◆ Things to do ◆
a. Set down, word for word, everything in the startup post from "Digital Minefield" down to "cause: inconsistent startups.".
b. List every sentence in the startup post that ends with a question mark, including any in headings.

◆ Supplied text ◆

Digital Minefield

Why The Machines Are Winning

Is This A Rose?


Last week’s post discussed an incident which left me with no icons on startup. There was a specific cause (Microsoft Security Essentials failure), but there was also an operating systems cause: inconsistent startups.

Not only do the four machines mentioned last week differ from one another, each differs from itself. By that I mean they are inconsistent, especially when starting up. The makers of the XP OS didn’t think startup sequence made a difference. It does, and it’s an endless source of problems. Some (like the MSE debacle) are not minor.

A number of programs comprise startup: some required by the system and some chosen by the user. Others are there because, during installation, they requested it. A few, like your antivirus software, must run on startup. Most don’t have to. Yet, nearly every program I install, no matter how minor, wants a place in startup.

Only the programs you need belong in startup. Why do other programs want to be there? It means all or part of the program sits in memory—making it run faster. Is this really necessary for every program? Of course not.

Programs not starting in the same sequence make a difference because some don’t run the same every time. One could trigger an update, but Internet response may be slow. That delay could interfere with another program in the sequence. Could, and has. I’ve seen it too many times to count.

An inconsistency could cause the system to hang, never completing the startup process—as in the case of MSE mentioned above. Reboot might solve the problem, because the next startup is likely different and won’t encounter the same problem.

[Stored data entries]
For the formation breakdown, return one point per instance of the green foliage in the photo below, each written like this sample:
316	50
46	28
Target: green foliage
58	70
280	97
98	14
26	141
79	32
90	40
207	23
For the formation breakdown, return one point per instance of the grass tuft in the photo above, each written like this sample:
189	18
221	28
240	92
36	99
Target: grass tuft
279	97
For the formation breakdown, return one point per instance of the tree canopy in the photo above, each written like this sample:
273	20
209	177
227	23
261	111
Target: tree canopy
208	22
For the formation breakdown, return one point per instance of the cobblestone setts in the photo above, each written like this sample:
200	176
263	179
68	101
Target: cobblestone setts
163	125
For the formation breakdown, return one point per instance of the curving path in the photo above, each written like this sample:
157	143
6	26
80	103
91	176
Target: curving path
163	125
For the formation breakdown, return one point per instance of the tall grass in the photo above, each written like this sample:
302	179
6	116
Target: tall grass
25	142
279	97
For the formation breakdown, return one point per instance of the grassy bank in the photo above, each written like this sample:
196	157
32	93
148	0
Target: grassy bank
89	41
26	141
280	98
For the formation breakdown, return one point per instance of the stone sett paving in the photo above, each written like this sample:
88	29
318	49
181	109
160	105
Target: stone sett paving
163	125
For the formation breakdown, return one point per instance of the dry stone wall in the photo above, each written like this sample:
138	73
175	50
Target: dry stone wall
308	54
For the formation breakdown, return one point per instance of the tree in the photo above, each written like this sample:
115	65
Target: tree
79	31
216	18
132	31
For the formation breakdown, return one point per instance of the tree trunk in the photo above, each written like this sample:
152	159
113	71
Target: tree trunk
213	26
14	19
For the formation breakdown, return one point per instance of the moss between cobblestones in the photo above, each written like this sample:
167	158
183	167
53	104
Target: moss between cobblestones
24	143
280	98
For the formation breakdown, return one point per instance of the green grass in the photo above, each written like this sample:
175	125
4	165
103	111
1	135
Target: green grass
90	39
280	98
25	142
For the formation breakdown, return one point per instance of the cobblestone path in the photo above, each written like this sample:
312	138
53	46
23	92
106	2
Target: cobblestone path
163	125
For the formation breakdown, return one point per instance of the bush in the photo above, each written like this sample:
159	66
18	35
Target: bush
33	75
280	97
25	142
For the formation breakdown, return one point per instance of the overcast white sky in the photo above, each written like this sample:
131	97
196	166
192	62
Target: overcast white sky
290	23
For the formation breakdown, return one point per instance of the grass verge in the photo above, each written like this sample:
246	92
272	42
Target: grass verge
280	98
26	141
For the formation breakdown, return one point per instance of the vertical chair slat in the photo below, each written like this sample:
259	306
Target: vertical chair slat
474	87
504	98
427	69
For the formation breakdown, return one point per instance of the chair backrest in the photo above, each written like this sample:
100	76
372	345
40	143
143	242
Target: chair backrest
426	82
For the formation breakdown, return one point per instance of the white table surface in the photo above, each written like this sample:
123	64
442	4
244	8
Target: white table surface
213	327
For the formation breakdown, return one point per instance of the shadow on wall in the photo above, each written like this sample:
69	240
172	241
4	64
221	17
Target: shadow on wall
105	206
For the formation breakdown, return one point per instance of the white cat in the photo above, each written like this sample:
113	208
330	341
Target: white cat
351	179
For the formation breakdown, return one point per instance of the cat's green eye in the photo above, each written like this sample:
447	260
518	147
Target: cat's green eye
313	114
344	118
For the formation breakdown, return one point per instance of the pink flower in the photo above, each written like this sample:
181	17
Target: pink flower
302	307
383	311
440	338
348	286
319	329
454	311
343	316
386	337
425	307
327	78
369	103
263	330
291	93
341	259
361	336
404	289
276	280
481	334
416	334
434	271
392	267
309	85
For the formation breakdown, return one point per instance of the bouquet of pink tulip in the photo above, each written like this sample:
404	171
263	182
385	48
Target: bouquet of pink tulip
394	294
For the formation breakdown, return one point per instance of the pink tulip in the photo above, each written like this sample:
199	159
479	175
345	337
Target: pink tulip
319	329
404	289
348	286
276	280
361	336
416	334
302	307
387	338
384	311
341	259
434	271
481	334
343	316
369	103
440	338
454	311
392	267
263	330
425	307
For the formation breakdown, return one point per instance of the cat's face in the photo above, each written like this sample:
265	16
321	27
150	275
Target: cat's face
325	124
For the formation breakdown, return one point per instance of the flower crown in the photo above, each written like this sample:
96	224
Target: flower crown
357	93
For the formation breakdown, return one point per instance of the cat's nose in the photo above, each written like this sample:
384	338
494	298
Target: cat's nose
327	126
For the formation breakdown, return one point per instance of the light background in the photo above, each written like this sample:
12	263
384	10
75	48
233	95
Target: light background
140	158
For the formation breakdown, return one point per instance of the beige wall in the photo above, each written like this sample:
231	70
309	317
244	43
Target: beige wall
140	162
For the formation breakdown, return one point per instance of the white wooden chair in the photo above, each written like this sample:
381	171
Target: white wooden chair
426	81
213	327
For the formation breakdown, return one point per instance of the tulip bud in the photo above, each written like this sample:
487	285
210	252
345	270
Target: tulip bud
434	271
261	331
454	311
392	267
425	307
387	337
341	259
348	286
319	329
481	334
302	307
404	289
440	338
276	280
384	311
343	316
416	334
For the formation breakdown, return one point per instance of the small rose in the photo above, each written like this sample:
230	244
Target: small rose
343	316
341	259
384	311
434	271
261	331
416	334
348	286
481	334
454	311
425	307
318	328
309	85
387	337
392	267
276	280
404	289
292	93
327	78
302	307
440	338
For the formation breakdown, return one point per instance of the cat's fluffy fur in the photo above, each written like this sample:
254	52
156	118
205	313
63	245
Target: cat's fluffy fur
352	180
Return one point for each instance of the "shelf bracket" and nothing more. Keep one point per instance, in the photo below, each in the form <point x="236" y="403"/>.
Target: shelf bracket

◆ Solutions to the exercise ◆
a.
Digital Minefield

Why The Machines Are Winning

Is This A Rose?


Last week’s post discussed an incident which left me with no icons on startup. There was a specific cause (Microsoft Security Essentials failure), but there was also an operating systems cause: inconsistent startups.

b.
Is This A Rose?
Why do other programs want to be there?
Is this really necessary for every program?